» Extract:
..............................

Notice how GOP talking points persist even when refuted over and over with real facts? Today many commentators are registering amazement at rightwing blogger Eric Erickson's blithe response to facts that undercut his contentions. After Erickson asserted that everyday reality contradicted Ben Bernake's claims that inflation is not rising, Paul Krugman pointed out, citing the requisite facts and figures, that it really, honestly isn't rising, to which Erickson responded cavalierly:

Seriously, Paul's point is correct, but it is an issue of perception of people versus the reality of his chart.  He can certainly go tell people milk prices haven't gone up, but good luck getting them to believe him.

In other words, Erickson doesn't think facts matter. As Steve Benen puts it:

Erickson's point to Byers seems to be that perception is reality. A Nobel laureate can tell folks the price of milk and bread has been stable, but if people don't believe the facts, the facts don't matter.
Benen adds:
Erickson is effectively saying his role as a media professional is irrelevant -- people will simply perceive truths whether they're consistent with the facts or not. Sure, Erickson could provide the public with facts, but good luck getting them to believe them.
Benen, although essentially correct, is, however, missing the real point. Erickson is simply affirming a significant conservative project which is the creation of a counterfactual universe that protects right wing ideology and the partisan politics that serves it. Just considering a few recent political stories brings up several examples of the gap -make that a chasm - between what animates rightwing political discourse and what constitutes reality.

..............................

(Stored records)
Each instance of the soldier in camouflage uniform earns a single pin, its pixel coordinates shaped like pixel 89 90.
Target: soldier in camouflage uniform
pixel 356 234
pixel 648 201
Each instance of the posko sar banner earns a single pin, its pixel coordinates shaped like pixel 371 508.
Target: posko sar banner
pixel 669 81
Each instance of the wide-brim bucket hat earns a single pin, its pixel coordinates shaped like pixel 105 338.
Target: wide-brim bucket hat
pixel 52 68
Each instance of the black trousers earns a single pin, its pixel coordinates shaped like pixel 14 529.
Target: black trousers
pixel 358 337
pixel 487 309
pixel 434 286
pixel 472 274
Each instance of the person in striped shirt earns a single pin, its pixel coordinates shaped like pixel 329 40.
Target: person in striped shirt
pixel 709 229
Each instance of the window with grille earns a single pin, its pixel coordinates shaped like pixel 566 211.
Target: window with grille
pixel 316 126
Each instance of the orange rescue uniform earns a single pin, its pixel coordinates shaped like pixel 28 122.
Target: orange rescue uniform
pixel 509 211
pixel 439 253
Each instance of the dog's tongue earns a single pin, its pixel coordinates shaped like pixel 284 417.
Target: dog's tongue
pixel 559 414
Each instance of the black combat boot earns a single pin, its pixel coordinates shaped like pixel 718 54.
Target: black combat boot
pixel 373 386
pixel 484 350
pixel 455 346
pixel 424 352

..............................

» Exercise description: Do the following statements agree with the piece on Erickson's reply to Krugman? Answer yes or no for each, and quote the words from the piece that decide it. (a) Erickson granted that Krugman's point was correct. (b) Benen reads Erickson as saying his role as a media professional is essential. (c) The writer judges Benen to have grasped the real point.

» Solution to this exercise:
(a) Yes: "Seriously, Paul's point is correct"
(b) No: "Erickson is effectively saying his role as a media professional is irrelevant"
(c) No: "Benen, although essentially correct, is, however, missing the real point."